| About this exercise |
Note each line of the entries that includes "bicycle". Then copy those lines.

| The data |
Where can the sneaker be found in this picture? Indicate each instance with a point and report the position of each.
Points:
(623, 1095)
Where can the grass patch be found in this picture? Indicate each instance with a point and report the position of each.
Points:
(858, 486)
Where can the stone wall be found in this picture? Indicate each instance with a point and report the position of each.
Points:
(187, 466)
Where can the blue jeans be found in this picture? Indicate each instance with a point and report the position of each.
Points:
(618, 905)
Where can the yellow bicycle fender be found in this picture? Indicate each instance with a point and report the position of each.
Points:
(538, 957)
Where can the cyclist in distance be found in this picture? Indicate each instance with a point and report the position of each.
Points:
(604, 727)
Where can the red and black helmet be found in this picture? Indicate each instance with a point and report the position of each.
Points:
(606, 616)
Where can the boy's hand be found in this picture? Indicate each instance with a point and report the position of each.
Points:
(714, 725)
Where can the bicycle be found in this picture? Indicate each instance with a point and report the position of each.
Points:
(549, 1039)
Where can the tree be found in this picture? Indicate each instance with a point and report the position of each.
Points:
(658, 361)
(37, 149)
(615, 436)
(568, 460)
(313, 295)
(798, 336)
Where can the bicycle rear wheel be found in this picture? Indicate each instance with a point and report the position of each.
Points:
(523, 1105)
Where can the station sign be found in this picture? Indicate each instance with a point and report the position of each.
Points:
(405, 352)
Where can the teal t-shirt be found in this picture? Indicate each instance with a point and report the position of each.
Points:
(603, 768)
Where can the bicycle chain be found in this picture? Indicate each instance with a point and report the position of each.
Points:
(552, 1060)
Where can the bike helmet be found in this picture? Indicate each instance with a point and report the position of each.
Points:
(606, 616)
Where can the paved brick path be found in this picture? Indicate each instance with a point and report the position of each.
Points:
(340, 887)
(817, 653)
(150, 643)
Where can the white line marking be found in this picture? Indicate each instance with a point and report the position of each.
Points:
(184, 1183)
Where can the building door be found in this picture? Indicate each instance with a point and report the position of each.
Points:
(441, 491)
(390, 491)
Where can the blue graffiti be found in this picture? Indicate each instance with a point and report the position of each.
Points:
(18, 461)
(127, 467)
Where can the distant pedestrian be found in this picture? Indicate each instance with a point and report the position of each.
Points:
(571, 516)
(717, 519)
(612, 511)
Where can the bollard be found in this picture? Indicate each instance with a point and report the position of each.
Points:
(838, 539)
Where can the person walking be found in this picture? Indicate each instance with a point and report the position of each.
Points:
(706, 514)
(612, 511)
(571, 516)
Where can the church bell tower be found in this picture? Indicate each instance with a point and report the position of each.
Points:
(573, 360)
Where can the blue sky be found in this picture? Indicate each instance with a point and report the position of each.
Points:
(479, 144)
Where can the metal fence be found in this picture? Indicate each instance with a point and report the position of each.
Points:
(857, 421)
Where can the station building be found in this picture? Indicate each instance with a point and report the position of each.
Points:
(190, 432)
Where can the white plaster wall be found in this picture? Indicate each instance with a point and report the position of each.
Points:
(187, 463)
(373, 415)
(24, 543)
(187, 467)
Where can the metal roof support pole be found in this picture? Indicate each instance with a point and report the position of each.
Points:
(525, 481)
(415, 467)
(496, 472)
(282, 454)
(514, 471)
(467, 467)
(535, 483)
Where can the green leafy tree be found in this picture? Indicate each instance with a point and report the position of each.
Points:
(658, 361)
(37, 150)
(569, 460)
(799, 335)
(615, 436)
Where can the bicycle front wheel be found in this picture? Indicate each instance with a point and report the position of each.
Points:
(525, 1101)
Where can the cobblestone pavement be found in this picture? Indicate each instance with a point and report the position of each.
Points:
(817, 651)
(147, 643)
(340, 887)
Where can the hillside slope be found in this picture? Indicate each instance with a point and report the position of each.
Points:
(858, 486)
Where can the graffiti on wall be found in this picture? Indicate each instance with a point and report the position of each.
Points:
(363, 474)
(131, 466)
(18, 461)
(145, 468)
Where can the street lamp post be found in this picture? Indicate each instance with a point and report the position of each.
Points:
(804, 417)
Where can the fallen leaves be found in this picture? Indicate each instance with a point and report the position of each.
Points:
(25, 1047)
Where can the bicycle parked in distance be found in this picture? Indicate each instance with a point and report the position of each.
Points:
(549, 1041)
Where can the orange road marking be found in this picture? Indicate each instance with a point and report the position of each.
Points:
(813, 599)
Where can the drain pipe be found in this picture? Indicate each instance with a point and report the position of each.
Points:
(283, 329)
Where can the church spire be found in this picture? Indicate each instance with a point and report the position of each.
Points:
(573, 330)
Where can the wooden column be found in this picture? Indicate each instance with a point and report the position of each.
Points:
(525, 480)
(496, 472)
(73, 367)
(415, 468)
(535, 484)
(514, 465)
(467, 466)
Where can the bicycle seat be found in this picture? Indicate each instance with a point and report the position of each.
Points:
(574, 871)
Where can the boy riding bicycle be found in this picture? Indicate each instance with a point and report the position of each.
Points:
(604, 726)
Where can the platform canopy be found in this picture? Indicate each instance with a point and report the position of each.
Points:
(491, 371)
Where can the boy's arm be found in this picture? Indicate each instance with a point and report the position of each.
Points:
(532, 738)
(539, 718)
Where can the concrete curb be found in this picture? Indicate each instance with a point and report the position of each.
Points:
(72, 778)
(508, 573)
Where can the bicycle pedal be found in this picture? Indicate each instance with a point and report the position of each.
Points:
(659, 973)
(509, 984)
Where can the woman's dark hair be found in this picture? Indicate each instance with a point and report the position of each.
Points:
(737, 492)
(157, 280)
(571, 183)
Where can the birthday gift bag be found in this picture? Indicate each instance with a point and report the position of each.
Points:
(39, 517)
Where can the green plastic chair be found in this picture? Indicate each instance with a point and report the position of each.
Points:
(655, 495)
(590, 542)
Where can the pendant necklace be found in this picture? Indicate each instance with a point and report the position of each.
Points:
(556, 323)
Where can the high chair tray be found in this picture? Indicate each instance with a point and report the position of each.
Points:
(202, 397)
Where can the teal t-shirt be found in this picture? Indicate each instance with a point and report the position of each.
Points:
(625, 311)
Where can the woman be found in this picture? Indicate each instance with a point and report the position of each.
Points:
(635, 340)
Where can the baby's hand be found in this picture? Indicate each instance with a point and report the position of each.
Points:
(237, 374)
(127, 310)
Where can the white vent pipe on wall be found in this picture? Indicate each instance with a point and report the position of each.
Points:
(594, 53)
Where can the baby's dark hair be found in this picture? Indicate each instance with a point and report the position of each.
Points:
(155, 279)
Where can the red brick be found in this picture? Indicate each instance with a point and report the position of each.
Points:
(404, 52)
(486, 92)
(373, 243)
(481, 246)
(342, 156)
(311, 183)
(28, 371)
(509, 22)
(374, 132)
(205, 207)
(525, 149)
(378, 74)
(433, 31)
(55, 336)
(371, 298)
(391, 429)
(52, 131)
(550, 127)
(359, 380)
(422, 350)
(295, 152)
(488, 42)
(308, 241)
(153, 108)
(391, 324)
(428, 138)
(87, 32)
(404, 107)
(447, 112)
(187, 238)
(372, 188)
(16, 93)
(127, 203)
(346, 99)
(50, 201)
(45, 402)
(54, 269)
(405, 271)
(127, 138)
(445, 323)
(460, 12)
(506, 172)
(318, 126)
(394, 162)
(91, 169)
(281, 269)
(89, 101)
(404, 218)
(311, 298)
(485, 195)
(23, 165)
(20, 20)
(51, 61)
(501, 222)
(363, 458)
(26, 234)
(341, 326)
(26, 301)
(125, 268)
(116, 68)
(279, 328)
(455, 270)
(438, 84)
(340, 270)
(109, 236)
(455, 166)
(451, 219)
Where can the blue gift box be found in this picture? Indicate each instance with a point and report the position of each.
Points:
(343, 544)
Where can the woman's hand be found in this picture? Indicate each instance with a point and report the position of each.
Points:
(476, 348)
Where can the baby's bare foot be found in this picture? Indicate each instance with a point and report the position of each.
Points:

| Solution to the exercise |
Where can the yellow bicycle fender be found in this picture? Indicate each instance with a point and report the position of each.
Where can the bicycle be found in this picture? Indicate each instance with a point and report the position of each.
Where can the bicycle rear wheel be found in this picture? Indicate each instance with a point and report the position of each.
Where can the bicycle chain be found in this picture? Indicate each instance with a point and report the position of each.
Where can the bicycle front wheel be found in this picture? Indicate each instance with a point and report the position of each.
Where can the bicycle parked in distance be found in this picture? Indicate each instance with a point and report the position of each.
Where can the bicycle seat be found in this picture? Indicate each instance with a point and report the position of each.
Where can the boy riding bicycle be found in this picture? Indicate each instance with a point and report the position of each.
Where can the bicycle pedal be found in this picture? Indicate each instance with a point and report the position of each.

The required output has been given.